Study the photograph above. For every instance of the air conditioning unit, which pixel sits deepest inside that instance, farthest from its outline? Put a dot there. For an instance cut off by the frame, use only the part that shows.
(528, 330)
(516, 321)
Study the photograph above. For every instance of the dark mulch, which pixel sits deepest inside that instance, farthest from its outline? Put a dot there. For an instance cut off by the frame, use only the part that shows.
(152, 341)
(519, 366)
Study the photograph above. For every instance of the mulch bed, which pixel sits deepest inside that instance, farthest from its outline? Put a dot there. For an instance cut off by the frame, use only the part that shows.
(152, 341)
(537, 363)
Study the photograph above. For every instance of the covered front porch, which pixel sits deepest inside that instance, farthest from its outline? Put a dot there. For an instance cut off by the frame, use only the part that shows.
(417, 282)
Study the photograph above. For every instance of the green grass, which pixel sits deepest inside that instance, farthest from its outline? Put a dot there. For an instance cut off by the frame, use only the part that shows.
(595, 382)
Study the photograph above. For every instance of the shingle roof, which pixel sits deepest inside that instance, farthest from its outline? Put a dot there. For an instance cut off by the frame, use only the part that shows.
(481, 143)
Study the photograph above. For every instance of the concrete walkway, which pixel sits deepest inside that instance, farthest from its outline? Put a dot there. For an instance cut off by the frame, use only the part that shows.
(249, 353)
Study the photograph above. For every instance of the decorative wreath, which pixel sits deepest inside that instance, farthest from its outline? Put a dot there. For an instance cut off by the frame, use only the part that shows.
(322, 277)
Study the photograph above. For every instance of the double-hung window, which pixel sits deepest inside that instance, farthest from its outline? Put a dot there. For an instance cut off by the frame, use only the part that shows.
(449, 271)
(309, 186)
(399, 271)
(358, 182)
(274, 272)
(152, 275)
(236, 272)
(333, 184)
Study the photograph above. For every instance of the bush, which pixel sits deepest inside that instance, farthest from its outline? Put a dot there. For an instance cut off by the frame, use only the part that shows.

What needs to be done:
Everything from the line containing "Study the photograph above. For every instance of the decorative" through the final line of the entries is to be written out exactly. No other lines belong in the answer.

Output below:
Study the photograph above. For every instance of the decorative wreath, which pixel sits deepest inside that instance, farthest from its outline? Put a dot there. For an instance cut off by the frame, use only the part that shows.
(322, 277)
Study the photograph above. For every instance of the double-hung window, which pixel sits deepest inside that instance, farthest from its outline? Put a dot there. For an instance cut off by the frame, use only the part that shows.
(449, 271)
(309, 186)
(399, 271)
(358, 182)
(274, 272)
(152, 275)
(236, 272)
(333, 184)
Study the photograph above. For every instance of the bush, which pixel sits deepest inside that instance, farthest from its outline? Put a dot there. For an instance cut off by the frame, use only the part that shows.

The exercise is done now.